YOUR TASK =
Only the pictures are to be dropped; return all other data below exactly.

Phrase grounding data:
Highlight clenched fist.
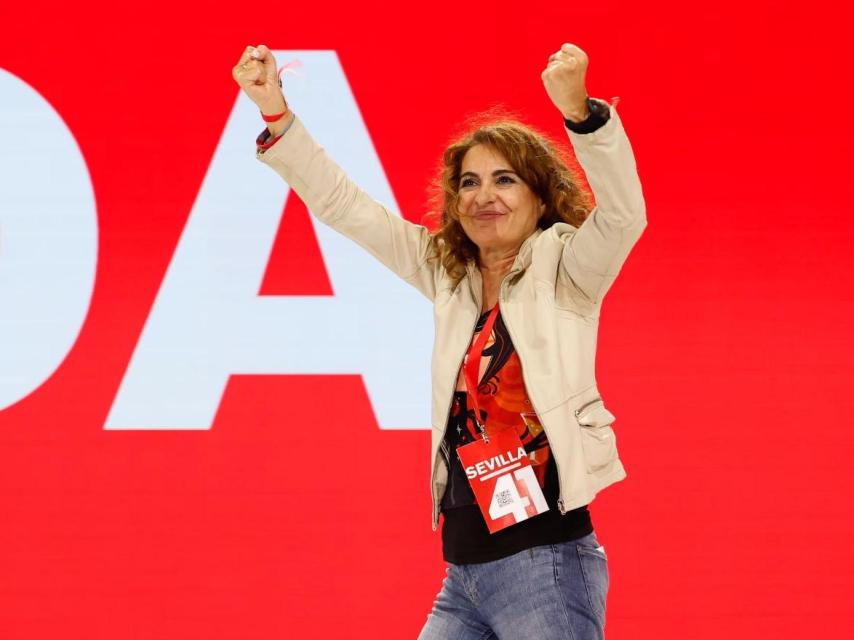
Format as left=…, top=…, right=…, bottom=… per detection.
left=541, top=43, right=590, bottom=122
left=232, top=44, right=288, bottom=120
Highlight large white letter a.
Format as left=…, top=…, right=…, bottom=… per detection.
left=106, top=51, right=431, bottom=430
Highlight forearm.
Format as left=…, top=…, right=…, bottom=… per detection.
left=565, top=103, right=646, bottom=229
left=255, top=114, right=437, bottom=298
left=559, top=102, right=647, bottom=304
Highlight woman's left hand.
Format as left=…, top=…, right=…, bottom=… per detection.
left=542, top=43, right=591, bottom=122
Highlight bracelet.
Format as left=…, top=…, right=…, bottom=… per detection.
left=563, top=98, right=611, bottom=134
left=261, top=109, right=289, bottom=123
left=256, top=111, right=297, bottom=151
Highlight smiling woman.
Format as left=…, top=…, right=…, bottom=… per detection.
left=457, top=147, right=549, bottom=273
left=236, top=41, right=646, bottom=640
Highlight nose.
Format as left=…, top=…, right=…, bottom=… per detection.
left=473, top=181, right=496, bottom=209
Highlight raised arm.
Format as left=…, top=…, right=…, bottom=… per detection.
left=232, top=45, right=438, bottom=301
left=542, top=43, right=647, bottom=305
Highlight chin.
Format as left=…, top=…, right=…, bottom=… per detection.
left=469, top=231, right=500, bottom=248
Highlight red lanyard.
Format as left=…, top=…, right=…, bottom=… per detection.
left=464, top=304, right=500, bottom=443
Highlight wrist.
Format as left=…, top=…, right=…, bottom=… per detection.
left=561, top=98, right=591, bottom=123
left=259, top=94, right=288, bottom=117
left=259, top=95, right=290, bottom=136
left=266, top=110, right=295, bottom=139
left=562, top=97, right=610, bottom=134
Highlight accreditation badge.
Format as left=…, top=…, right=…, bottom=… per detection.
left=456, top=426, right=549, bottom=534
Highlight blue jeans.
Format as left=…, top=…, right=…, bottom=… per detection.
left=418, top=531, right=609, bottom=639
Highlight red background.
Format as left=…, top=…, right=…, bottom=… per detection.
left=2, top=0, right=853, bottom=637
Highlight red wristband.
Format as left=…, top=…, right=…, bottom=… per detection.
left=256, top=111, right=296, bottom=153
left=261, top=109, right=289, bottom=123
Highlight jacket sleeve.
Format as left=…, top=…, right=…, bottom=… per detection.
left=255, top=114, right=438, bottom=301
left=560, top=103, right=647, bottom=304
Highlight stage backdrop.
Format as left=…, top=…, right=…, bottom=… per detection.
left=1, top=1, right=853, bottom=638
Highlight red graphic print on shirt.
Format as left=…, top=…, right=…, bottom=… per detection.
left=440, top=308, right=551, bottom=509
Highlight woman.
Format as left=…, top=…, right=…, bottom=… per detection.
left=233, top=41, right=646, bottom=639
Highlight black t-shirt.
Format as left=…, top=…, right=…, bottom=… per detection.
left=440, top=309, right=593, bottom=565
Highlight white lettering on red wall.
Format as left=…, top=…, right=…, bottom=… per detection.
left=104, top=51, right=432, bottom=430
left=0, top=68, right=98, bottom=411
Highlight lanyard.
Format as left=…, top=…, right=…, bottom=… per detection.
left=464, top=303, right=500, bottom=444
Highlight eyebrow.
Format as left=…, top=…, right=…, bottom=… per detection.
left=459, top=169, right=516, bottom=180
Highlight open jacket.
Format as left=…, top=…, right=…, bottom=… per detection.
left=256, top=103, right=647, bottom=530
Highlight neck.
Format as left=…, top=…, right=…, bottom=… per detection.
left=478, top=246, right=519, bottom=278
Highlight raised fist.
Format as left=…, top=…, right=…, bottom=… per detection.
left=232, top=44, right=288, bottom=116
left=541, top=43, right=590, bottom=121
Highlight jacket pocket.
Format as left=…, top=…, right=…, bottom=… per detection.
left=575, top=399, right=618, bottom=473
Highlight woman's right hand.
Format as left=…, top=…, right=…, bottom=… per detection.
left=232, top=44, right=289, bottom=120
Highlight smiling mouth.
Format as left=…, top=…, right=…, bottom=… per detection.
left=473, top=211, right=504, bottom=220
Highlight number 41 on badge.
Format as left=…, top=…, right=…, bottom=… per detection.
left=456, top=426, right=549, bottom=533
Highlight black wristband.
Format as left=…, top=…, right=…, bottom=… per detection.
left=563, top=98, right=611, bottom=134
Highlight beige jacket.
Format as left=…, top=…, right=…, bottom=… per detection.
left=257, top=103, right=646, bottom=530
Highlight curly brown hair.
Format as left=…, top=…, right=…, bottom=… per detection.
left=425, top=109, right=594, bottom=284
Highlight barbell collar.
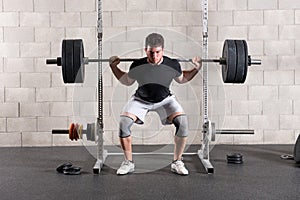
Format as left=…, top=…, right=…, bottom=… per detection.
left=248, top=56, right=261, bottom=66
left=46, top=57, right=62, bottom=66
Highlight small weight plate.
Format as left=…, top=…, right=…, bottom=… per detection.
left=86, top=123, right=91, bottom=141
left=227, top=160, right=243, bottom=164
left=211, top=122, right=216, bottom=142
left=234, top=40, right=246, bottom=83
left=222, top=40, right=237, bottom=83
left=280, top=154, right=294, bottom=160
left=90, top=123, right=95, bottom=142
left=227, top=153, right=243, bottom=159
left=74, top=123, right=79, bottom=141
left=78, top=124, right=83, bottom=139
left=73, top=39, right=85, bottom=83
left=227, top=153, right=243, bottom=164
left=72, top=124, right=76, bottom=141
left=227, top=157, right=243, bottom=162
left=69, top=123, right=74, bottom=140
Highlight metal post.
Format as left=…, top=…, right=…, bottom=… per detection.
left=197, top=0, right=214, bottom=174
left=93, top=0, right=107, bottom=174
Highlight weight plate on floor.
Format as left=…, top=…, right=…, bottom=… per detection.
left=280, top=154, right=294, bottom=160
left=73, top=39, right=85, bottom=83
left=227, top=153, right=243, bottom=164
left=227, top=157, right=243, bottom=162
left=234, top=40, right=247, bottom=83
left=228, top=160, right=244, bottom=164
left=222, top=40, right=237, bottom=83
left=227, top=153, right=243, bottom=159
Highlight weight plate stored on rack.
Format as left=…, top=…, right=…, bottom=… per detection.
left=86, top=123, right=92, bottom=141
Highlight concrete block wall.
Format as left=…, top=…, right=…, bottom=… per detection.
left=0, top=0, right=299, bottom=147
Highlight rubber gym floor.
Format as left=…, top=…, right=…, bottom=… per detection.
left=0, top=144, right=299, bottom=200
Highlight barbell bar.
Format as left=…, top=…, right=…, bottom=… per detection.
left=46, top=39, right=261, bottom=84
left=46, top=56, right=224, bottom=65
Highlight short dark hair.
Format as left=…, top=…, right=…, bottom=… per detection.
left=145, top=33, right=164, bottom=48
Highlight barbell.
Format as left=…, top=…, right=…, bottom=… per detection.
left=46, top=39, right=261, bottom=84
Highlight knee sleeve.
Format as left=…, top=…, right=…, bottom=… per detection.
left=172, top=115, right=188, bottom=137
left=119, top=116, right=134, bottom=138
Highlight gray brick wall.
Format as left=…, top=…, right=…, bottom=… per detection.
left=0, top=0, right=299, bottom=146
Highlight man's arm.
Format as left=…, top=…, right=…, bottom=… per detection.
left=109, top=56, right=135, bottom=86
left=175, top=57, right=202, bottom=84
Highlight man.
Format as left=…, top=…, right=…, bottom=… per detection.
left=109, top=33, right=201, bottom=175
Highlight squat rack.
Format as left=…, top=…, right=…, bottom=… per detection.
left=89, top=0, right=255, bottom=174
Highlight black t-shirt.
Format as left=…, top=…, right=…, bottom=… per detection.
left=128, top=56, right=182, bottom=103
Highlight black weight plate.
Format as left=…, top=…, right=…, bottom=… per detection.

ANSWER SECTION =
Highlight clenched fist.
Format as left=…, top=…, right=…, bottom=… per detection.
left=541, top=43, right=590, bottom=122
left=232, top=44, right=288, bottom=120
Highlight large white letter a.
Format as left=…, top=…, right=…, bottom=… per detection.
left=106, top=51, right=431, bottom=430
Highlight forearm.
Format as left=…, top=…, right=…, bottom=… per detection.
left=565, top=103, right=646, bottom=229
left=255, top=114, right=437, bottom=298
left=559, top=102, right=647, bottom=304
Highlight woman's left hand.
Format as left=…, top=…, right=…, bottom=… per detection.
left=542, top=43, right=591, bottom=122
Highlight bracelet.
Format as left=…, top=…, right=…, bottom=… per detection.
left=563, top=98, right=611, bottom=134
left=261, top=109, right=289, bottom=123
left=256, top=111, right=297, bottom=151
Highlight smiling woman.
Format as left=…, top=…, right=…, bottom=… per detection.
left=457, top=147, right=549, bottom=273
left=236, top=41, right=646, bottom=640
Highlight nose.
Format as left=…, top=…, right=…, bottom=… per detection.
left=473, top=181, right=496, bottom=209
Highlight raised arm.
Format as left=…, top=…, right=…, bottom=… per detection.
left=232, top=45, right=438, bottom=301
left=542, top=43, right=647, bottom=305
Highlight chin.
Format as left=…, top=…, right=…, bottom=… per detection.
left=469, top=231, right=500, bottom=248
Highlight red lanyard.
Format as left=…, top=…, right=…, bottom=… per detection.
left=464, top=304, right=500, bottom=443
Highlight wrist.
Format as left=…, top=…, right=…, bottom=… per detection.
left=561, top=98, right=591, bottom=123
left=259, top=94, right=288, bottom=117
left=259, top=95, right=290, bottom=136
left=266, top=110, right=295, bottom=139
left=562, top=97, right=610, bottom=134
Highlight accreditation badge.
Format as left=…, top=…, right=…, bottom=… per detection.
left=456, top=426, right=549, bottom=534
Highlight blue jeans.
Format as left=…, top=…, right=…, bottom=… per detection.
left=418, top=531, right=609, bottom=639
Highlight red background.
Format as left=…, top=…, right=…, bottom=… per detection.
left=2, top=0, right=853, bottom=637
Highlight red wristband.
Format as left=…, top=…, right=…, bottom=… per detection.
left=256, top=111, right=296, bottom=153
left=261, top=109, right=289, bottom=123
Highlight jacket sleeve.
Format as left=…, top=…, right=…, bottom=… per detection.
left=255, top=114, right=438, bottom=301
left=560, top=103, right=647, bottom=304
Highlight stage backdrop.
Format as left=…, top=…, right=…, bottom=… per detection.
left=1, top=1, right=853, bottom=638
Highlight red graphic print on shirt.
Format as left=…, top=…, right=…, bottom=… per detection.
left=440, top=308, right=551, bottom=509
Highlight woman.
Format as left=…, top=…, right=…, bottom=… per detection.
left=233, top=41, right=646, bottom=639
Highlight black t-shirt.
Format as left=…, top=…, right=…, bottom=… per detection.
left=440, top=309, right=593, bottom=565
Highlight white lettering on red wall.
Format as left=…, top=…, right=…, bottom=… per detection.
left=104, top=51, right=432, bottom=430
left=0, top=68, right=98, bottom=411
Highlight lanyard.
Format as left=…, top=…, right=…, bottom=… per detection.
left=464, top=303, right=500, bottom=444
Highlight eyebrow.
Format as left=…, top=…, right=…, bottom=… per detection.
left=459, top=169, right=516, bottom=180
Highlight open jacket.
Format as left=…, top=…, right=…, bottom=… per detection.
left=256, top=103, right=647, bottom=530
Highlight neck.
Format as left=…, top=…, right=…, bottom=… per detection.
left=478, top=246, right=519, bottom=278
Highlight raised fist.
Format as left=…, top=…, right=…, bottom=… per detection.
left=232, top=44, right=288, bottom=116
left=541, top=43, right=590, bottom=121
Highlight jacket pocket.
Format as left=…, top=…, right=…, bottom=… per detection.
left=575, top=399, right=618, bottom=473
Highlight woman's right hand.
Format as left=…, top=…, right=…, bottom=… per detection.
left=232, top=44, right=289, bottom=120
Highlight smiling mouth.
Format as left=…, top=…, right=…, bottom=… per detection.
left=473, top=211, right=504, bottom=220
Highlight number 41 on badge.
Format as left=…, top=…, right=…, bottom=… per detection.
left=456, top=426, right=549, bottom=533
Highlight black wristband.
Format as left=…, top=…, right=…, bottom=… per detection.
left=563, top=98, right=611, bottom=134
Highlight beige jacket.
Format as left=…, top=…, right=…, bottom=… per detection.
left=257, top=103, right=646, bottom=530
Highlight curly brown hair.
Format as left=…, top=…, right=…, bottom=… per detection.
left=425, top=109, right=594, bottom=284
Highlight barbell collar.
Format as left=…, top=…, right=…, bottom=… per detection.
left=248, top=56, right=261, bottom=66
left=46, top=57, right=62, bottom=66
Highlight small weight plate.
Format as left=…, top=…, right=…, bottom=… per detection.
left=86, top=123, right=91, bottom=141
left=227, top=160, right=243, bottom=164
left=211, top=122, right=216, bottom=142
left=234, top=40, right=246, bottom=83
left=222, top=40, right=237, bottom=83
left=280, top=154, right=294, bottom=160
left=90, top=123, right=95, bottom=142
left=227, top=153, right=243, bottom=159
left=74, top=123, right=79, bottom=141
left=78, top=124, right=83, bottom=139
left=73, top=39, right=85, bottom=83
left=227, top=153, right=243, bottom=164
left=72, top=124, right=76, bottom=141
left=227, top=157, right=243, bottom=162
left=69, top=123, right=74, bottom=140
Highlight metal post.
Format as left=…, top=…, right=…, bottom=… per detection.
left=197, top=0, right=214, bottom=174
left=93, top=0, right=107, bottom=174
Highlight weight plate on floor.
Format as left=…, top=…, right=…, bottom=… per detection.
left=280, top=154, right=294, bottom=160
left=73, top=39, right=85, bottom=83
left=227, top=153, right=243, bottom=164
left=227, top=157, right=243, bottom=162
left=234, top=40, right=247, bottom=83
left=228, top=160, right=244, bottom=164
left=222, top=40, right=237, bottom=83
left=227, top=153, right=243, bottom=159
Highlight weight plate stored on rack.
Format as left=…, top=…, right=…, bottom=… per detection.
left=86, top=123, right=92, bottom=141
Highlight concrete block wall.
Format as left=…, top=…, right=…, bottom=… per detection.
left=0, top=0, right=299, bottom=147
Highlight rubber gym floor.
Format as left=…, top=…, right=…, bottom=… per detection.
left=0, top=144, right=299, bottom=200
Highlight barbell bar.
Format as left=…, top=…, right=…, bottom=… per detection.
left=46, top=39, right=261, bottom=84
left=46, top=56, right=224, bottom=65
Highlight short dark hair.
Format as left=…, top=…, right=…, bottom=… per detection.
left=145, top=33, right=164, bottom=48
Highlight barbell.
Format as left=…, top=…, right=…, bottom=… per detection.
left=46, top=39, right=261, bottom=84
Highlight knee sleeve.
Format as left=…, top=…, right=…, bottom=… per detection.
left=172, top=115, right=188, bottom=137
left=119, top=116, right=134, bottom=138
Highlight gray brick wall.
Format as left=…, top=…, right=…, bottom=… per detection.
left=0, top=0, right=299, bottom=146
Highlight man's arm.
Format as left=…, top=…, right=…, bottom=… per detection.
left=109, top=56, right=135, bottom=86
left=175, top=57, right=202, bottom=84
Highlight man.
Format as left=…, top=…, right=…, bottom=… per detection.
left=109, top=33, right=201, bottom=175
Highlight squat rack.
Format as left=…, top=…, right=…, bottom=… per detection.
left=89, top=0, right=255, bottom=174
Highlight black t-shirt.
Format as left=…, top=…, right=…, bottom=… per detection.
left=128, top=56, right=182, bottom=103
Highlight black weight plate.
Format as left=…, top=…, right=…, bottom=… per detection.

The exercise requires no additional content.